KUTIPAN DOKUMEN ::
▬▬▬▬▬▬▬▬▬▬
Guru adalah penabur benih masa depan. Dengan hati yang peka dan cara yang bijak, mereka membimbing murid agar bertumbuh dalam kebaikan, seperti petani yang tekun menciptakan panen yang melimpah.

Bagian 7: Kehormatan dan Kewibawaan Guru

Seringkali kita menasihati generasi muda untuk menaati dan menghormati guru, tetapi seorang guru juga harus menjaga kewibawaannya sehingga bisa dihormati murid-muridnya. Kewibawaan yang dimaksud bukan berarti memiliki kedudukan yang tinggi, akan tetapi hendaknya lebih berlapang dada dan ramah, dan dengan cinta kasihnya menumbuhkan kebijaksanaan dari generasi ke generasi. Murid membutuhkan inisiatif dan pengertian dari guru, karena itu guru hendaknya berinisiatif dalam memberikan kebijaksanaan dan pengetahuan.

Kesimpulan:

Kewibawaan guru lahir dari keteladanan dan kasih sayang yang tulus. Hanya dengan ketulusan, kebijaksanaan, dan keikhlasan, guru dapat menjadi pribadi yang benar-benar dihormati oleh muridnya.

Bagian 8: Metode Belajar Mengajar

Belajar melalui pengalaman langsung seperti menjadi relawan di daerah bencana atau rumah sakit dapat membangkitkan rasa kemanusiaan dan empati murid, meskipun bukan bagian dari pelajaran formal. Belajar bersyukur melalui semangat kemanusiaan mendorong murid-murid memasuki daerah miskin untuk membantu mereka, ataupun ke rumah sakit untuk menjadi relawan. Meskipun bukan pelajaran yang diadakan di dalam kelas, tetapi hal ini juga merupakan suatu pendidikan batin. Anak yang pada mulanya tidak paham bagaimana cara mengasihi orang lain, setelah berkunjung ke daerah bencana untuk memberi perhatian pada orang yang tertimpa bencana, dengan mata kepala sendiri menyaksikan penderitaan dan ketidakkekalan, secara alami telah membangkitkan semangat kemanusiaan mereka, dengan sukarela ikut serta melakukan tindakan membantu orang lain.
▬▬▬▬▬▬▬▬▬▬
DATA TERSEDIA ::
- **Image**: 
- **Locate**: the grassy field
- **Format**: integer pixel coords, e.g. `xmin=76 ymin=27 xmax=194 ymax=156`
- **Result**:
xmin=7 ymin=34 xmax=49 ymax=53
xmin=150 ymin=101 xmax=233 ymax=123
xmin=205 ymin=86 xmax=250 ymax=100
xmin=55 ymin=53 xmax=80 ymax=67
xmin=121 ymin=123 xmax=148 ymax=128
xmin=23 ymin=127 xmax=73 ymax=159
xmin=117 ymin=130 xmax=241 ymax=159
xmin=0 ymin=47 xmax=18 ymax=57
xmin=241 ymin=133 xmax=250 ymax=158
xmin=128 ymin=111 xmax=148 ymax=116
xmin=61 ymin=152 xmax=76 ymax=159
▬▬▬▬▬▬▬▬▬▬
PERTANYAAN KAJIAN ::
**1)** Jawablah pertanyaan berikut berdasarkan kutipan tentang peran guru.
(a) Dari apa kewibawaan guru lahir menurut bagian kesimpulan?
(b) Apa judul Bagian 8?
(c) Tempat mana saja yang disebut sebagai lokasi menjadi relawan dalam pembelajaran melalui pengalaman langsung?
**2)** Teruskan kutipan tentang peran guru mulai dari kalimat terakhirnya.

JAWABAN PER BUTIR ::
**1)**
(a) Dari keteladanan dan kasih sayang yang tulus.
(b) Metode Belajar Mengajar.
(c) Daerah bencana atau rumah sakit.

**2)**
Kesimpulan:

Pendidikan terbaik adalah yang menyentuh hati. Dengan membawa murid mengalami langsung penderitaan dan ketidakkekalan, mereka belajar bersyukur, berempati, dan membangkitkan nilai-nilai kemanusiaan dalam dirinya.

Bagian 9: Pengetahuan Nurani dan Potensi Bajik

Tujuan dari pendidikan adalah untuk mengembangkan pengetahuan dan kemampuan siswa, terutama kebijaksanaan mereka, bukan kepintaran. Ada yang mengatakan pengetahuan sama dengan kebijaksanaan, sebenarnya keduanya berbeda. Pengetahuan didapat dari belajar, yang mana disebut kepintaran. Sedangkan kebijaksanaan dibawa sejak lahir, berupa sifat yang baik dan jernih, atau disebut juga cinta kasih yang paling baik.

Kesimpulan:

Pendidikan sejati tidak hanya mengasah otak, tetapi juga menghidupkan hati nurani. Cinta kasih dan kebijaksanaan adalah inti dari manusia yang seutuhnya, dan harus menjadi tujuan utama dalam proses pendidikan.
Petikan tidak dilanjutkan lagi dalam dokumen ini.